Your task = Could you reproduce, exactly and alone, the lines running from the one with "Can you locate the red rugby" to the end of the data below?

Working data =

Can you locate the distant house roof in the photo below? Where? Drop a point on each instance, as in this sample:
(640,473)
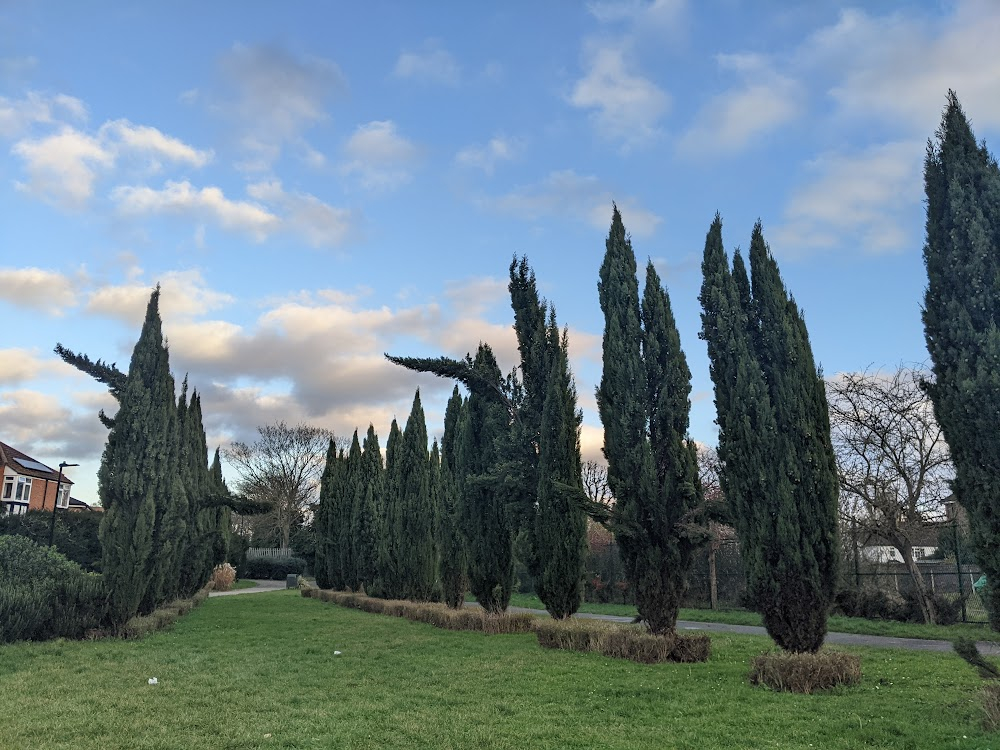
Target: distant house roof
(25,465)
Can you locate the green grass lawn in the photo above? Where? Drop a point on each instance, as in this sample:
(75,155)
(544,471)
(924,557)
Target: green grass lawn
(260,672)
(836,624)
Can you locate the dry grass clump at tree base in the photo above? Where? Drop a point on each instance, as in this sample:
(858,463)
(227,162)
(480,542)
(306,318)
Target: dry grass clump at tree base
(623,641)
(805,672)
(223,577)
(438,615)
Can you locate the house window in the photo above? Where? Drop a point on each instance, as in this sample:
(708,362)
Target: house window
(23,492)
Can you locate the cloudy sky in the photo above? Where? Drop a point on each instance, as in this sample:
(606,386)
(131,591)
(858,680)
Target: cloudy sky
(314,184)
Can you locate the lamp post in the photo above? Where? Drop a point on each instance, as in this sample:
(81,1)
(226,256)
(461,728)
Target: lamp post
(55,505)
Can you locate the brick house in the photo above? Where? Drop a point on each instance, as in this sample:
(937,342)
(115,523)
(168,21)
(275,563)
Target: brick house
(29,484)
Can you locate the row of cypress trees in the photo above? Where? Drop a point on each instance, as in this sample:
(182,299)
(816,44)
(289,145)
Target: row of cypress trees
(506,476)
(165,522)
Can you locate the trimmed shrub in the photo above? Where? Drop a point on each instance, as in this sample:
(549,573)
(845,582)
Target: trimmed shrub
(805,672)
(44,595)
(622,641)
(438,615)
(272,568)
(223,577)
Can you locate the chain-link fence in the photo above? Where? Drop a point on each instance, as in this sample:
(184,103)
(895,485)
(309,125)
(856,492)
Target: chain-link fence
(717,581)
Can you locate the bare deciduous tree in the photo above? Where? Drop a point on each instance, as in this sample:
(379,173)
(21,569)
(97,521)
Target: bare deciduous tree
(595,482)
(893,461)
(283,469)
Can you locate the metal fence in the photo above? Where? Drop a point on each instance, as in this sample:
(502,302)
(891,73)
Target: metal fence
(268,552)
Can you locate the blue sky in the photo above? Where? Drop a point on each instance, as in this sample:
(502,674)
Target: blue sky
(314,184)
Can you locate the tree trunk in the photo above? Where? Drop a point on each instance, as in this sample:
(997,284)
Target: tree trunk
(924,596)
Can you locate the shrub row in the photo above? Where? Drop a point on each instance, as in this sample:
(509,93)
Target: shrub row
(805,673)
(438,615)
(142,625)
(271,568)
(43,595)
(622,641)
(875,604)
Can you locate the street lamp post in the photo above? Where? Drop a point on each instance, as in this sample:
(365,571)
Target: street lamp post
(55,505)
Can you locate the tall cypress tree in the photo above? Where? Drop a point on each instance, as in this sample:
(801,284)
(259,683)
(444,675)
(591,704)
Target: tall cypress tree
(417,551)
(486,522)
(451,541)
(131,476)
(961,316)
(778,473)
(644,406)
(350,488)
(391,541)
(561,524)
(366,519)
(324,565)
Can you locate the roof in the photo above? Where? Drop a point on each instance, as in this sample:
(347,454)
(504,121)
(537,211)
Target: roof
(27,466)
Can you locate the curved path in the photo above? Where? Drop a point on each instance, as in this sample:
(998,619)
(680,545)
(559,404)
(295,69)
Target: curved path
(260,588)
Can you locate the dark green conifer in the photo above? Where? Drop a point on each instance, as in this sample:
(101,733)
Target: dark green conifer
(644,406)
(366,520)
(779,474)
(418,552)
(451,541)
(324,566)
(560,524)
(134,467)
(961,316)
(485,520)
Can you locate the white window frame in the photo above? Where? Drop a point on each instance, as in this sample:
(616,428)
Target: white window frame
(23,492)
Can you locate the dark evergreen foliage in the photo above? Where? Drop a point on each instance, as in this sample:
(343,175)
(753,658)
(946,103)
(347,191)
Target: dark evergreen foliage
(961,316)
(417,556)
(132,473)
(779,473)
(644,406)
(486,523)
(324,566)
(367,517)
(451,541)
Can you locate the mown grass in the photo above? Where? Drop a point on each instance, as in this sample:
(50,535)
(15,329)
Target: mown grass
(260,672)
(836,623)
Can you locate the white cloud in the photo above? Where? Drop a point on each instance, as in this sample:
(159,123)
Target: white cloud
(624,105)
(148,140)
(639,13)
(487,157)
(62,168)
(379,157)
(578,197)
(318,223)
(182,199)
(38,289)
(183,295)
(867,196)
(731,121)
(900,66)
(432,64)
(18,115)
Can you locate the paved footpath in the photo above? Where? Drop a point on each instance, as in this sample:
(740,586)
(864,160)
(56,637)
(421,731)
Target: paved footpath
(260,588)
(843,639)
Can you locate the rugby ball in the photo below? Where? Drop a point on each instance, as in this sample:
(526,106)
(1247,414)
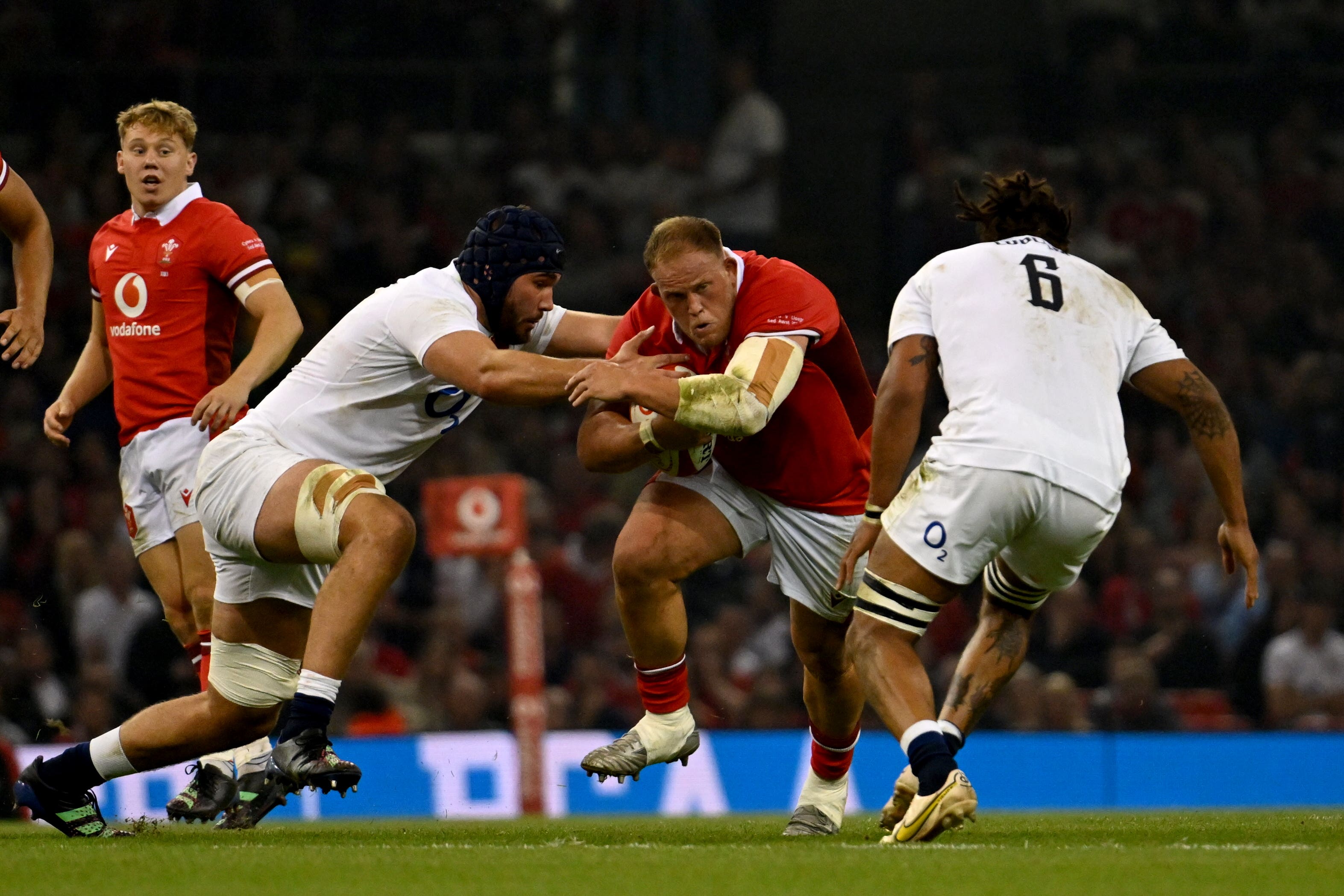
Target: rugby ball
(684,463)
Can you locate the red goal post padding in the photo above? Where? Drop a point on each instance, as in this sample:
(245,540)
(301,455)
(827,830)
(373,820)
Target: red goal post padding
(487,516)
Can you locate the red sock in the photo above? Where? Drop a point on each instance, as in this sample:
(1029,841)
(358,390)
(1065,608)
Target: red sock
(663,690)
(203,670)
(831,757)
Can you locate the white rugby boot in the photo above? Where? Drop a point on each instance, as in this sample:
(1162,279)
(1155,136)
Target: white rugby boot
(820,806)
(904,792)
(655,738)
(948,808)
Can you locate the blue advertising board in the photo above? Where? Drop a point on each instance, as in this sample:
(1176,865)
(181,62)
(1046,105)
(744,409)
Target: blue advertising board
(475,774)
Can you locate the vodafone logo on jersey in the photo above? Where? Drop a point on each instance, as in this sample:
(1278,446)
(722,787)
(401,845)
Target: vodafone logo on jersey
(132,297)
(132,287)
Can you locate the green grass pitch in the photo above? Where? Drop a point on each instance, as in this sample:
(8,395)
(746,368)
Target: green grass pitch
(1038,855)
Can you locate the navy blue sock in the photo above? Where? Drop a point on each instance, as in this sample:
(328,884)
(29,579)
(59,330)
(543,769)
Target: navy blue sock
(930,761)
(307,711)
(72,772)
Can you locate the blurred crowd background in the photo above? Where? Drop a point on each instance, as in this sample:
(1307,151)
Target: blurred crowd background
(1198,141)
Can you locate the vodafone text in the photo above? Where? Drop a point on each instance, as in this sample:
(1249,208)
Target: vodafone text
(134,329)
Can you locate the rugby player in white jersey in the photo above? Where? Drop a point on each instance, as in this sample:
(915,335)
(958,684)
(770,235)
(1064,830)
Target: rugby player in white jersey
(1024,479)
(304,539)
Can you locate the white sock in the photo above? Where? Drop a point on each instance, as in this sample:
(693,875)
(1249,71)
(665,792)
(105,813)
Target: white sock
(230,762)
(827,796)
(921,727)
(108,757)
(664,734)
(315,684)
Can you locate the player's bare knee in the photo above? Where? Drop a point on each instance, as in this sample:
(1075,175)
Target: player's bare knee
(820,644)
(637,565)
(382,524)
(827,663)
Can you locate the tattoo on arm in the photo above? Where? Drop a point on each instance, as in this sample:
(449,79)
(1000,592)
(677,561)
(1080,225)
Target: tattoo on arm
(928,353)
(1009,641)
(1200,408)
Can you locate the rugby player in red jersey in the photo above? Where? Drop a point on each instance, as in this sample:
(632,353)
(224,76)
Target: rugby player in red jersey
(26,225)
(777,381)
(168,279)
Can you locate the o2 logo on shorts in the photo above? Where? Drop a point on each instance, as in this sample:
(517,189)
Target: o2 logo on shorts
(432,406)
(936,536)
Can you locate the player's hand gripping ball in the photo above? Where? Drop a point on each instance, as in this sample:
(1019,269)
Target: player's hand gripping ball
(682,463)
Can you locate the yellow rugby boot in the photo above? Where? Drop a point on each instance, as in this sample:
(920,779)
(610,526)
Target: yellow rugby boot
(945,809)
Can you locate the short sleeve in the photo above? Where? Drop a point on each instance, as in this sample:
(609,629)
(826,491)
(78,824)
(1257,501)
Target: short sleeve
(1152,347)
(234,252)
(418,320)
(545,329)
(913,314)
(93,274)
(786,301)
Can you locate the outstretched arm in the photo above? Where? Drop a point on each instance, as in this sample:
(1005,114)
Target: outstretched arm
(610,442)
(26,225)
(895,429)
(1182,388)
(736,403)
(471,362)
(92,375)
(277,331)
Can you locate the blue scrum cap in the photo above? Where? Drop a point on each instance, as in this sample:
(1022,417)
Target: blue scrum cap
(503,246)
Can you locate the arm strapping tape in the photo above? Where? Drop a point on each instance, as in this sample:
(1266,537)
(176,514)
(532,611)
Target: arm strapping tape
(741,401)
(323,499)
(244,291)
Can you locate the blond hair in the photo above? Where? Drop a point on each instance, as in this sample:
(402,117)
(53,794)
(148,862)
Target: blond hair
(162,118)
(678,235)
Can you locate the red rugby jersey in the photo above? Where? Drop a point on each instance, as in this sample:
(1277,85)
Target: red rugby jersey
(813,453)
(166,284)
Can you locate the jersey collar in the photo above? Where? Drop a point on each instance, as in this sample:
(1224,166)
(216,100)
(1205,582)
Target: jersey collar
(174,207)
(742,265)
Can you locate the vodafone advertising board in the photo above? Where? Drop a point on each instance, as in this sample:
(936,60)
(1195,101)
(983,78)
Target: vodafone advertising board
(475,515)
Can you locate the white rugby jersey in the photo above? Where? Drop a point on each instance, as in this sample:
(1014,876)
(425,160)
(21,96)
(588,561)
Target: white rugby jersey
(362,397)
(1033,344)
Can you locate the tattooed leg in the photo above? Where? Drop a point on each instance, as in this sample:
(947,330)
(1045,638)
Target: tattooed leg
(990,660)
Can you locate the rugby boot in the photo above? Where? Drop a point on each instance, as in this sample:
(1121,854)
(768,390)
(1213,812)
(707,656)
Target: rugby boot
(901,796)
(654,739)
(808,821)
(72,814)
(210,793)
(256,799)
(948,808)
(308,761)
(820,806)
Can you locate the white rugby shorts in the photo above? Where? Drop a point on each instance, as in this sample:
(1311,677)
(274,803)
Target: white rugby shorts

Exercise answer =
Can you locate the red rugby jersey in the photo above? Where? Drop a point on each instance, as in this sample:
(1277,85)
Target: red rugby jersey
(813,453)
(166,284)
Can you locate the jersey collar in the photo above? Where? Drop a point on each instance, as in this sample:
(1224,166)
(216,100)
(1205,582)
Target: jersey collar
(174,207)
(742,265)
Can you locate the vodafone advertising board in the photo above? Where? Drop a point on each instance, as in this sample:
(936,60)
(1195,101)
(983,78)
Target: vodafone advertising board
(475,515)
Can you locate the white rugby jersey in the photo above? Where? Drop a point on each instance, as in this sample:
(1014,876)
(425,160)
(21,96)
(588,561)
Target: white rugby jersey
(362,397)
(1033,344)
Can you locate the tattooed leg in the photo above? Where? Drop a point on each instance, as in this sample:
(947,330)
(1045,638)
Target: tattooed leg
(990,660)
Can you locate the rugby boot in the photo above? Where? Drop a point on each instance, as in this sample:
(1121,854)
(768,390)
(1213,812)
(707,656)
Target: rugby boot
(901,796)
(654,739)
(808,821)
(72,814)
(210,793)
(256,799)
(948,808)
(308,761)
(820,806)
Can you locate the white rugby shorts in the photo above? Where? Drop a point on each instance, as in this sample:
(1311,677)
(274,803)
Target: white rugby shorts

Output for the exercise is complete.